With much of America concerned about losing weight and celebrating every pound dropped, it’s easy to forget that in older adults weight loss may happen unintentionally and that’s not something cheer about.  As eating patterns, habits, tastes, and preferences change, it’s important for older adults to consume enough nourishing foods to maintain a healthy weight, strong bones and muscles, and overall good health.

In older adults, losing weight can mean “losing health”

Research has shown that unintentional weight loss and low weight in older adults can lead to poor health outcomes, including frailty and increased risk of infection and disease.  Maintaining a healthy weight can help older adults remain independent longer and can decrease the length and number of hospitalizations if illness does occur[i].

There are many things that can contribute to poor calorie intake in older adults, from medication to isolation to an underlying medical condition[ii].  Consult with your doctor and/or a registered dietician to address any concerns that may be contributing to unintentional weight loss.

Make those extra calories count

To maintain or increase weight in a healthy way, additional calories eaten should be high in nutrition, especially protein.  As the major building block in bones, muscles, hormones, and enzymes, protein plays a key role in preserving and restoring health.  Adequate amounts of high quality protein foods eaten throughout the day—at every meal—have been shown to be especially important helping in older adults maintain muscle mass, which in turn keeps bones strong and helps prevent fractures and frailty[iii].

......

**WHAT YOU NEED TO DO:**
Revise the passage on weight loss in older adults, starting with "In older adults, losing" and going on through "unintentional weight loss.", so that "hospitalizations" is replaced with "hospital stays".

Annotated photo localization data
......

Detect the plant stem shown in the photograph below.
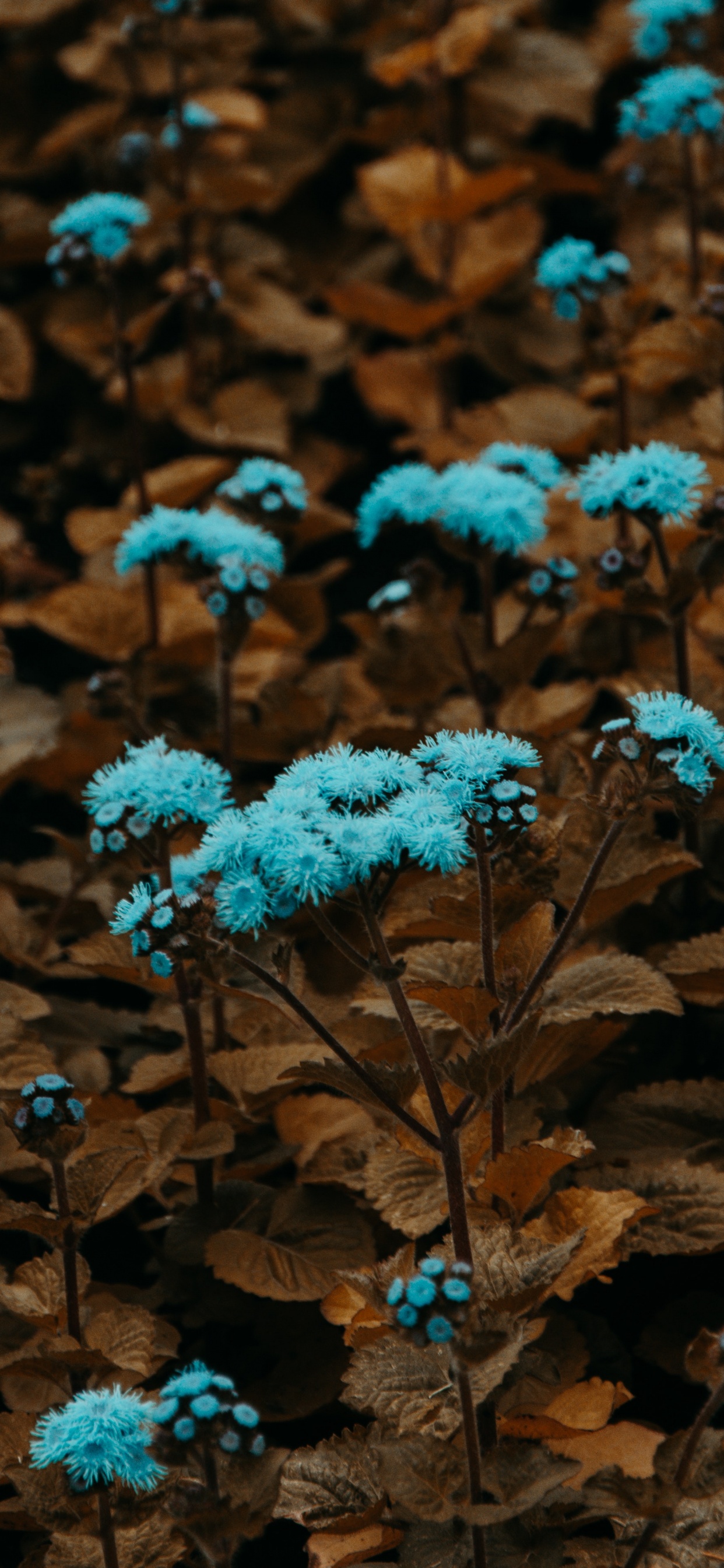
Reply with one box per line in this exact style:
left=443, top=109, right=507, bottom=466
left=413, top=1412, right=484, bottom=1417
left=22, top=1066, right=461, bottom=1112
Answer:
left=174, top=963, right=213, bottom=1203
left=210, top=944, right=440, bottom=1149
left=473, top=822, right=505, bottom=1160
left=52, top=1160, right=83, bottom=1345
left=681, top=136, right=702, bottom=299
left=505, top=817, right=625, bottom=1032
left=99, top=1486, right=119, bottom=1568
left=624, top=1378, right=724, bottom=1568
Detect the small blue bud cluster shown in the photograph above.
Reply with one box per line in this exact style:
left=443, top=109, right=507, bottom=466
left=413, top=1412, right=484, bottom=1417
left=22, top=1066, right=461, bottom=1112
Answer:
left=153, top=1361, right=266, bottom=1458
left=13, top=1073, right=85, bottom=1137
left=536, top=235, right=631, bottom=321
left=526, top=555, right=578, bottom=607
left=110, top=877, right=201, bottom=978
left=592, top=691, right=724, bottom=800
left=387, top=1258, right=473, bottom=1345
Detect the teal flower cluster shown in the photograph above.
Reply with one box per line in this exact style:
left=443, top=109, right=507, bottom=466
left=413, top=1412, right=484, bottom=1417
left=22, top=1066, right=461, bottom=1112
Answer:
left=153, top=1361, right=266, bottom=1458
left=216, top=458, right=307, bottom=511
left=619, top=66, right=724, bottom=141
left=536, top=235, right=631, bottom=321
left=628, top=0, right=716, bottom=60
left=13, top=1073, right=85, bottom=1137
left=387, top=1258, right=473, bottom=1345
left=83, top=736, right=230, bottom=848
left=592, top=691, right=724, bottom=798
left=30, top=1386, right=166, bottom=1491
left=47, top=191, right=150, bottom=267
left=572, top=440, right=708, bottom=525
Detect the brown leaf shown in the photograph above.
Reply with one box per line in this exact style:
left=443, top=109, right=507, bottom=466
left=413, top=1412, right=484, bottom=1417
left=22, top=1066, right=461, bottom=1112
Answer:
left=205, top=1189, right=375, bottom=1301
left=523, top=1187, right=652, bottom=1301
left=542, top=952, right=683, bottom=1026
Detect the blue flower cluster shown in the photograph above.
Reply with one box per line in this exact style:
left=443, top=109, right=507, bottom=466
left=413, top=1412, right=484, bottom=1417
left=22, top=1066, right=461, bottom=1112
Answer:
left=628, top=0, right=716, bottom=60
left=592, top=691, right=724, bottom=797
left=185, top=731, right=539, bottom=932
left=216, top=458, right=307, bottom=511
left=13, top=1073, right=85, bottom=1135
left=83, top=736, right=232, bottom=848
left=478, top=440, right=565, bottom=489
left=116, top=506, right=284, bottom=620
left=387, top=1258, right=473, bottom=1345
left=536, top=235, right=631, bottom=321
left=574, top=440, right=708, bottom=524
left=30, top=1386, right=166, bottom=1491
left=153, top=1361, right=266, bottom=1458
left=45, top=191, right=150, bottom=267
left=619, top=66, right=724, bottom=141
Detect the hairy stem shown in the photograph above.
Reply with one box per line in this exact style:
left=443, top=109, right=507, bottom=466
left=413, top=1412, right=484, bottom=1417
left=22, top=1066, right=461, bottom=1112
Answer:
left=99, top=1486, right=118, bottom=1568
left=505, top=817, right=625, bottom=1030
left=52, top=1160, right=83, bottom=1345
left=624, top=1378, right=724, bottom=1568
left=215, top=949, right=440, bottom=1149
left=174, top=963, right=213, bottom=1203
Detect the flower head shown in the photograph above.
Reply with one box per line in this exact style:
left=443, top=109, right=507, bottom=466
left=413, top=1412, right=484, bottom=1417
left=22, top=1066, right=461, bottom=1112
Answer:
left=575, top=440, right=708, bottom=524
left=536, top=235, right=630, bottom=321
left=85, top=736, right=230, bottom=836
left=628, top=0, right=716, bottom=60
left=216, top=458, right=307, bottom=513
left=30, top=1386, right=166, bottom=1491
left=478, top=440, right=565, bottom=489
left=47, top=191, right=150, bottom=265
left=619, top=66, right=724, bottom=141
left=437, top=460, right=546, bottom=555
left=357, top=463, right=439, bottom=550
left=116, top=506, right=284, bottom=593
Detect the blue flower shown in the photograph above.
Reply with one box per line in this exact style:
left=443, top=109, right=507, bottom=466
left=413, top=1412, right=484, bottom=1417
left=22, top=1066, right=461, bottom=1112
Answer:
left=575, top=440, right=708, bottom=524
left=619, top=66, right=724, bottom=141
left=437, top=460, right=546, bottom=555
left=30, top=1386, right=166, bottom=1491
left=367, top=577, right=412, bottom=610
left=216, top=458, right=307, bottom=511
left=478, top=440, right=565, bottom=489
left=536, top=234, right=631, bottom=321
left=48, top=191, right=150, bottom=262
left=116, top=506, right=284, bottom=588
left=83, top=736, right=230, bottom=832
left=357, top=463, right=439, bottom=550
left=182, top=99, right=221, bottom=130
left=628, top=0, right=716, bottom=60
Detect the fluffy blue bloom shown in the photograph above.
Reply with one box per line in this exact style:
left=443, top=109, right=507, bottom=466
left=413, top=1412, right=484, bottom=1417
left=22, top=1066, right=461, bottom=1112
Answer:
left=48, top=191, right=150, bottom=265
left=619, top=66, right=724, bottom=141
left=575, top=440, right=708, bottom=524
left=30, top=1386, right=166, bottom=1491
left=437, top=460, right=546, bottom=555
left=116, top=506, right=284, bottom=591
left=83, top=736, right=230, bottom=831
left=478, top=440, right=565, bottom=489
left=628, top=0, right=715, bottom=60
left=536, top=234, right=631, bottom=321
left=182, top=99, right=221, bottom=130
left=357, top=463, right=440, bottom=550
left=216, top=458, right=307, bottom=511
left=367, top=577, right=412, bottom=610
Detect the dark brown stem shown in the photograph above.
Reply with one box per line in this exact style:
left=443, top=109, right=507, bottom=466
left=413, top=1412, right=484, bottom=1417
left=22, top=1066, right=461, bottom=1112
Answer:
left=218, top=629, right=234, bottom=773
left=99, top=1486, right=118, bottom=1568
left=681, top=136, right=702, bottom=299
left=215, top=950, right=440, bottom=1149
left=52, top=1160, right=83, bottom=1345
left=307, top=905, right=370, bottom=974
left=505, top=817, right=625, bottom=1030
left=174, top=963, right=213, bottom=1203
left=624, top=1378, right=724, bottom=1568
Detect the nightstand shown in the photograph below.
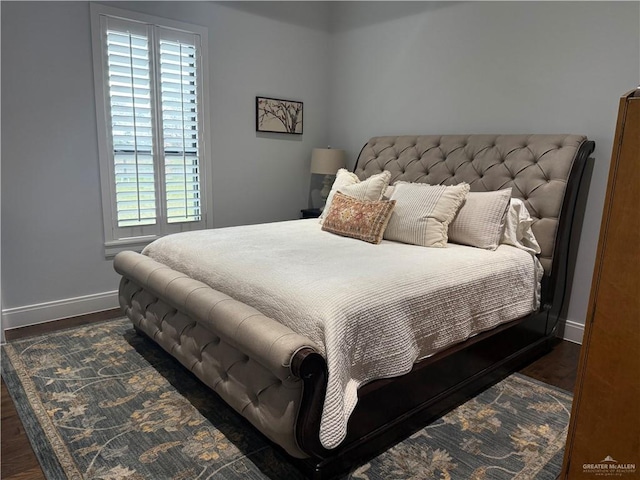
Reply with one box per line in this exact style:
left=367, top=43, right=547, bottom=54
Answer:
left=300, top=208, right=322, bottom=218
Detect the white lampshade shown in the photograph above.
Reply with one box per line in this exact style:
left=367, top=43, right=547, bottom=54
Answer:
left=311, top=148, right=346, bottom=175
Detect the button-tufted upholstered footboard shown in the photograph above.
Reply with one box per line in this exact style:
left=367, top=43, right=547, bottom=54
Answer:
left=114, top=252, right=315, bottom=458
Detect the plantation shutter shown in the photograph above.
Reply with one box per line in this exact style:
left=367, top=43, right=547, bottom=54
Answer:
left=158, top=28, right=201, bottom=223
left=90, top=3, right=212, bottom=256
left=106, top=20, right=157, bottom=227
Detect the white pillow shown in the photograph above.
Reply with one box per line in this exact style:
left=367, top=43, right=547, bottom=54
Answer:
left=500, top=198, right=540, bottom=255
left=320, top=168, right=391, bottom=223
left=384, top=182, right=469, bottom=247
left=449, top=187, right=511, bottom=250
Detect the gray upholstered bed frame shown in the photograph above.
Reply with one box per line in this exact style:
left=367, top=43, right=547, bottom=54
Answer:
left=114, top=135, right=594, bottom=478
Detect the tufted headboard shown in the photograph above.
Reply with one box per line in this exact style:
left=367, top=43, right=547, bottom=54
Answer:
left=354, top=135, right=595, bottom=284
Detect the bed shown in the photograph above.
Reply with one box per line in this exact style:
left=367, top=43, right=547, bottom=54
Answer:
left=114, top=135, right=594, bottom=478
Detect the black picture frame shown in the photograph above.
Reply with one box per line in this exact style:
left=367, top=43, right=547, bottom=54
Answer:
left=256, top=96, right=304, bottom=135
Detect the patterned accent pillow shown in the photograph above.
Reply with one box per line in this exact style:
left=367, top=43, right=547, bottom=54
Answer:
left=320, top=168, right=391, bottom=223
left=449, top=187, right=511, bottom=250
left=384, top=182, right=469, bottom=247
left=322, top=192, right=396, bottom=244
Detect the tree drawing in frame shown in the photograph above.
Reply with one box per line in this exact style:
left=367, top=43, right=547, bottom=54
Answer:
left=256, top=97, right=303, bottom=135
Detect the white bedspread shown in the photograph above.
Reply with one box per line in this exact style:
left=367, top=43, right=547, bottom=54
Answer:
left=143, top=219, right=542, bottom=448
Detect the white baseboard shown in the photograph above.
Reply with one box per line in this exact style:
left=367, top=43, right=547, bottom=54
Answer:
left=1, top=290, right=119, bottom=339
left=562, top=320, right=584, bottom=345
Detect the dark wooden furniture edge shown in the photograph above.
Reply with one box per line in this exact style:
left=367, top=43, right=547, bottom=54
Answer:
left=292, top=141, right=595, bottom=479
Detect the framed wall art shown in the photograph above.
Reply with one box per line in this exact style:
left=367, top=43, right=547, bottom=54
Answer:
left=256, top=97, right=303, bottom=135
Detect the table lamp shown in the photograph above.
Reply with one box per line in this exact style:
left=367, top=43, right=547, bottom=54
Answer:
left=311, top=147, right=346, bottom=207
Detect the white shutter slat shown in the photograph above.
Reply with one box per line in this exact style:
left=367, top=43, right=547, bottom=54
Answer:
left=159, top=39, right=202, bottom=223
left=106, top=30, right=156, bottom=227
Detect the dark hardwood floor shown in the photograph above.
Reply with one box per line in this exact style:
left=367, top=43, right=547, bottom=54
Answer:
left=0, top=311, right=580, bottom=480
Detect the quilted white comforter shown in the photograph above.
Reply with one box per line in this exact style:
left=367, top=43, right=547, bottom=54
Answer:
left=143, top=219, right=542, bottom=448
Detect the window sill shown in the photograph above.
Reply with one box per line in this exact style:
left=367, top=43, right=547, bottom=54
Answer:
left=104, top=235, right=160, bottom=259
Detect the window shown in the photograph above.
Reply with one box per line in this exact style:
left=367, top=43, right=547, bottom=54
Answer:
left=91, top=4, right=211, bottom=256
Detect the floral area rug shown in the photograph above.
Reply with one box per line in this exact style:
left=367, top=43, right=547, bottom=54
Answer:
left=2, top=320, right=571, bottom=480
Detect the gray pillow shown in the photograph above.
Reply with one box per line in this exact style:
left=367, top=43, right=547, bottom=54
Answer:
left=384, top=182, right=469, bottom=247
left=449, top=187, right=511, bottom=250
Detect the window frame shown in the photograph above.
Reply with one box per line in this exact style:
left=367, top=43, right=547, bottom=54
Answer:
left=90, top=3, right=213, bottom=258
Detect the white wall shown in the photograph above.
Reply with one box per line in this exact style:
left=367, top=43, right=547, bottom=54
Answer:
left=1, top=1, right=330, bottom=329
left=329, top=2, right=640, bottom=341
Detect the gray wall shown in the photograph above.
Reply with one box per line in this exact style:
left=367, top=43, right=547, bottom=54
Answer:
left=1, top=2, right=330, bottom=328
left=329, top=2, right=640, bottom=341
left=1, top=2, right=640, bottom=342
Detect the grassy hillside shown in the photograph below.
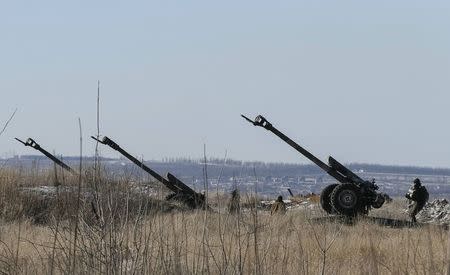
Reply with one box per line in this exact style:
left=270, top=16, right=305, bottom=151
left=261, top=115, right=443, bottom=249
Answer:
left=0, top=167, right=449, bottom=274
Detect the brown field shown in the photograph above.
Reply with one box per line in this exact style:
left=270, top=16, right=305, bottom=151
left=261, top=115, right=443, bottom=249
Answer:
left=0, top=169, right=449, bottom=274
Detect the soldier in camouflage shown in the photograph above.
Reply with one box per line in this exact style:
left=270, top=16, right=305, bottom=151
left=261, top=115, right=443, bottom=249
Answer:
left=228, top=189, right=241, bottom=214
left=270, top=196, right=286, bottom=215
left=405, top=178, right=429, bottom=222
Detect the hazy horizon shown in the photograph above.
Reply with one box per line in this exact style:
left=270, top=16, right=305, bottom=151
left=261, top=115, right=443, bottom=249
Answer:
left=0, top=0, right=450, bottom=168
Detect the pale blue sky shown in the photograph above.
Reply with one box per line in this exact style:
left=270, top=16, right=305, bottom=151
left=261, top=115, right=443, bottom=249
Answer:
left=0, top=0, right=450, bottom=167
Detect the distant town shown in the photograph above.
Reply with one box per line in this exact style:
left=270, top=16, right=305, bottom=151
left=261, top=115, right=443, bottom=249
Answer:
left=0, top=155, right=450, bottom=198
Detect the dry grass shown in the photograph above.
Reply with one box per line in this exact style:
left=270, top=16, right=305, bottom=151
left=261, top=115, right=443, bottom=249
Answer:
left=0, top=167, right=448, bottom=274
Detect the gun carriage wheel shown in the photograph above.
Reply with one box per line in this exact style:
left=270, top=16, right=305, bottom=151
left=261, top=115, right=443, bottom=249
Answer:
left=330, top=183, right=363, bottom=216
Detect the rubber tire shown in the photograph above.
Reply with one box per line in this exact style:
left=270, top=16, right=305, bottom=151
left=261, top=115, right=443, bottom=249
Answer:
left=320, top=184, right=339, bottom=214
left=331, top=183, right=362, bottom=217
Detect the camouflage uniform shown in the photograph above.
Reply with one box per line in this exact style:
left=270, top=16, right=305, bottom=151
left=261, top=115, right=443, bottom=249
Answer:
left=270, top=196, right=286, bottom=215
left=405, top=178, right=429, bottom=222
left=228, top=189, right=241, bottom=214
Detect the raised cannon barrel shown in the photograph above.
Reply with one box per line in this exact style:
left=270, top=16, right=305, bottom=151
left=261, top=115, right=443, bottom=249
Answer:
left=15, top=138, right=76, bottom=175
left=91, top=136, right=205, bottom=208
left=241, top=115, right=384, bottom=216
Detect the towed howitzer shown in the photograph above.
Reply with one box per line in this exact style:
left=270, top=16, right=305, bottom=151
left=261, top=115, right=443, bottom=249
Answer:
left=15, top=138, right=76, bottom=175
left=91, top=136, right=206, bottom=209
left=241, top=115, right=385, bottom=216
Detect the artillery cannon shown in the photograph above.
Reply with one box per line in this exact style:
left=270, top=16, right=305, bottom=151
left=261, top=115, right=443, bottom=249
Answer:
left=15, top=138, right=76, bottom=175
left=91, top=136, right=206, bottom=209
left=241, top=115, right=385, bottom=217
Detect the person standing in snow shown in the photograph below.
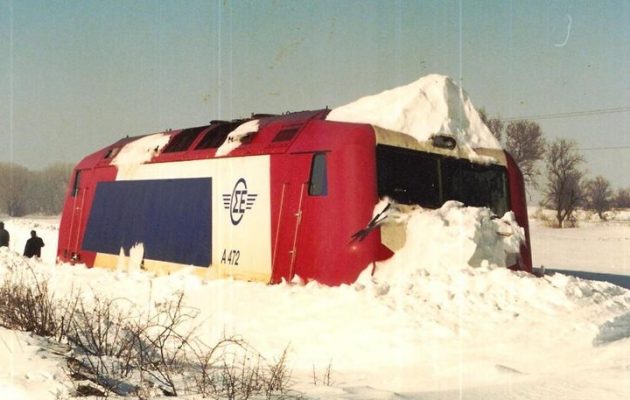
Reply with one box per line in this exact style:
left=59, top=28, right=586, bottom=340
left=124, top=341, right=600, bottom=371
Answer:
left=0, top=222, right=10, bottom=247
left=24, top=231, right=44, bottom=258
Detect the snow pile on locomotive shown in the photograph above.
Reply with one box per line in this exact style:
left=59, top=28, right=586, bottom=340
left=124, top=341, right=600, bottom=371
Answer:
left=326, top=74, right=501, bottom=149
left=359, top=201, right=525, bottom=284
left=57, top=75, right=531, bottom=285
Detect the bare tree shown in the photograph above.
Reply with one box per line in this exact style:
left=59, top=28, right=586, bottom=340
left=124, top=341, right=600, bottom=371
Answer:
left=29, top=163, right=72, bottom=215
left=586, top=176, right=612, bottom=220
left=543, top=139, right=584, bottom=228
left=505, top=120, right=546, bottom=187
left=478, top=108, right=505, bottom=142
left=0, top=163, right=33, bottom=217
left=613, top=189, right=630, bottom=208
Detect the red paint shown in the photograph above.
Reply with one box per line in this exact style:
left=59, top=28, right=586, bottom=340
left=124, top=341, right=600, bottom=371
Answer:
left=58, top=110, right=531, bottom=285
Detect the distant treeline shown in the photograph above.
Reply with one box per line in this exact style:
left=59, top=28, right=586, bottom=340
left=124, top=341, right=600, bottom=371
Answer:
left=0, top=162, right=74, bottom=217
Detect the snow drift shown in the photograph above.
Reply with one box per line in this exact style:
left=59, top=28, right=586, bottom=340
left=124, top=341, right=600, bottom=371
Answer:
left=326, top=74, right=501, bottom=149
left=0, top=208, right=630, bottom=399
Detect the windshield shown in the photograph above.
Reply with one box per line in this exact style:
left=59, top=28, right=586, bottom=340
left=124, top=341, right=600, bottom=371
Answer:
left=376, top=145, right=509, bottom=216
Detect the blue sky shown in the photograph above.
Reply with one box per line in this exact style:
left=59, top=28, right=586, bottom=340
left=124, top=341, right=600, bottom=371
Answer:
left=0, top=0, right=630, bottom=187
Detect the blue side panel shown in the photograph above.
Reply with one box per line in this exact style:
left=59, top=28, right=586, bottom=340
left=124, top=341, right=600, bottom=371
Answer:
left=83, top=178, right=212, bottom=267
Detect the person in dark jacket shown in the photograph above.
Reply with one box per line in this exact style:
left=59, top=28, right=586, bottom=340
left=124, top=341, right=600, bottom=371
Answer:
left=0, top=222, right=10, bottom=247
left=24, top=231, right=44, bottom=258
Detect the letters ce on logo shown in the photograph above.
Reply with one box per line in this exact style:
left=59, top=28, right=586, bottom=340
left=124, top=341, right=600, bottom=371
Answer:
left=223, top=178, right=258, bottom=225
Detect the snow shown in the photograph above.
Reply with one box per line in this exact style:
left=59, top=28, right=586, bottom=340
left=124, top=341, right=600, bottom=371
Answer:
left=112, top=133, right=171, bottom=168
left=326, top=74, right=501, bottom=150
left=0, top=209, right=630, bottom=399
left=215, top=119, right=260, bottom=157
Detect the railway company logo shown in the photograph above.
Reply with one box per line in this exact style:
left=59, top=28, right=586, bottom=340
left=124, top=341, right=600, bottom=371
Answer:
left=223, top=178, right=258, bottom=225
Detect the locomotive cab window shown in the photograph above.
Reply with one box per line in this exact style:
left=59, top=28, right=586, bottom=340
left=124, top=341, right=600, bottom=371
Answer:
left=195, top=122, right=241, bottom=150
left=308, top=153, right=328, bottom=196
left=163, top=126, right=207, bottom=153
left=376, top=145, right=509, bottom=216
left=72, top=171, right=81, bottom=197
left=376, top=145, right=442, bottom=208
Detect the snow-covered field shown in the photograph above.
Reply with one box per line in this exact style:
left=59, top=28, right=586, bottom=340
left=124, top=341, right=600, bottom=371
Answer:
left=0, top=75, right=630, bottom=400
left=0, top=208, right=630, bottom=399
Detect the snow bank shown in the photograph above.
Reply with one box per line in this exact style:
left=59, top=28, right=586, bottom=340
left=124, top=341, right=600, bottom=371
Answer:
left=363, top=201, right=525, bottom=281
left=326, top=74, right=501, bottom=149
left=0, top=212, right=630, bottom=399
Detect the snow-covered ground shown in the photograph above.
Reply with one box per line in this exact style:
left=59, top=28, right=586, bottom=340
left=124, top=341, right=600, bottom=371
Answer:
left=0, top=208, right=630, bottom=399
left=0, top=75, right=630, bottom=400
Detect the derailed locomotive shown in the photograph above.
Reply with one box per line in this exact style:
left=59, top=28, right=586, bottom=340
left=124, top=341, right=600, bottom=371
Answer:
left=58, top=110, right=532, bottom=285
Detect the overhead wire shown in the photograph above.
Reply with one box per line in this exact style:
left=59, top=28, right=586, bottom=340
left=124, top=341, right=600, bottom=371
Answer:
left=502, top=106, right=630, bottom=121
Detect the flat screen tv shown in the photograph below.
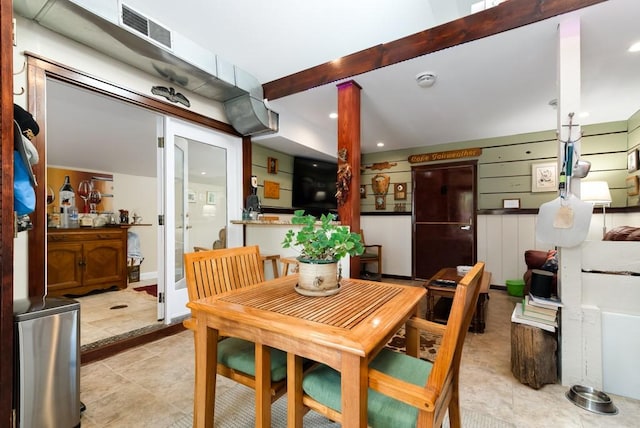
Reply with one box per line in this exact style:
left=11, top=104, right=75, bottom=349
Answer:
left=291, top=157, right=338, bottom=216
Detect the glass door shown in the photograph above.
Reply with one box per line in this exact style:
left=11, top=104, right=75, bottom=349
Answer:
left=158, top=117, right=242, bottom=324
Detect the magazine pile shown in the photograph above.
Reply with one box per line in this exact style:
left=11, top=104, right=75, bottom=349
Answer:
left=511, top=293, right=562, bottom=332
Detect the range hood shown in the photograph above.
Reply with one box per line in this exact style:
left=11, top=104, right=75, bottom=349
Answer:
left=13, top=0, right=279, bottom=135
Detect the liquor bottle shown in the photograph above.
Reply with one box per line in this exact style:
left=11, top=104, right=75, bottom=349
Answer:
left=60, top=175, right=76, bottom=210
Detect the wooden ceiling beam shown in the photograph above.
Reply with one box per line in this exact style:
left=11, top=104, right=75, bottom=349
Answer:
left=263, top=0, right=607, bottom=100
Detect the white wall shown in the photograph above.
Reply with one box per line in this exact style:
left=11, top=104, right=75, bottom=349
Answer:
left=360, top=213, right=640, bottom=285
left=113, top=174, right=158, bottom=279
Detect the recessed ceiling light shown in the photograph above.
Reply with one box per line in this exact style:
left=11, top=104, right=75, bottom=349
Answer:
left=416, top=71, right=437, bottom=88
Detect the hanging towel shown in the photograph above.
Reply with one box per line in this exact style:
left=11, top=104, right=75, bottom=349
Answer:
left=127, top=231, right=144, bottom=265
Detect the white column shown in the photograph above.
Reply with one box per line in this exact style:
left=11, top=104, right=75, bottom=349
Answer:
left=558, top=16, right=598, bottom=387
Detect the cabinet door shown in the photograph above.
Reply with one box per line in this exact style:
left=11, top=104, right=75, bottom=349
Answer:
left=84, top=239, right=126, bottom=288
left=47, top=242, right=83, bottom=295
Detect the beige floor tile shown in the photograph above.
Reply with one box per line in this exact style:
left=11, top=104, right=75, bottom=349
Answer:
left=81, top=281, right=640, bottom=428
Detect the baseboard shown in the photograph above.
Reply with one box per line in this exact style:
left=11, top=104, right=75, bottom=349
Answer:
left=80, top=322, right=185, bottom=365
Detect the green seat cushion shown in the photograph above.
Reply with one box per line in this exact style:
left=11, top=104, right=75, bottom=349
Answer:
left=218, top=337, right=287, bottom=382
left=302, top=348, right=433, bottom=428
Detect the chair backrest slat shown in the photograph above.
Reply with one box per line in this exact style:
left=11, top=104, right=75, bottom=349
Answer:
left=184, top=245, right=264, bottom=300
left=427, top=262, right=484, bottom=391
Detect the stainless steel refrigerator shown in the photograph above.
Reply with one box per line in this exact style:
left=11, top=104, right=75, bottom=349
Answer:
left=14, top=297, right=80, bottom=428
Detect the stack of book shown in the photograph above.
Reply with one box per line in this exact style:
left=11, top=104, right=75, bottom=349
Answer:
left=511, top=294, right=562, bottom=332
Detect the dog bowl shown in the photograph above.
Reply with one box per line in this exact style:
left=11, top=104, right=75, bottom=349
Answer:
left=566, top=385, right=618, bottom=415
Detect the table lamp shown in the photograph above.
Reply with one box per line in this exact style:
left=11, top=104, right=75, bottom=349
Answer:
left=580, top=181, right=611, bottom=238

......

**YOUR SOLUTION:**
In older adults, losing weight can mean “losing health”

Research has shown that unintentional weight loss and low weight in older adults can lead to poor health outcomes, including frailty and increased risk of infection and disease.  Maintaining a healthy weight can help older adults remain independent longer and can decrease the length and number of hospital stays if illness does occur[i].

There are many things that can contribute to poor calorie intake in older adults, from medication to isolation to an underlying medical condition[ii].  Consult with your doctor and/or a registered dietician to address any concerns that may be contributing to unintentional weight loss.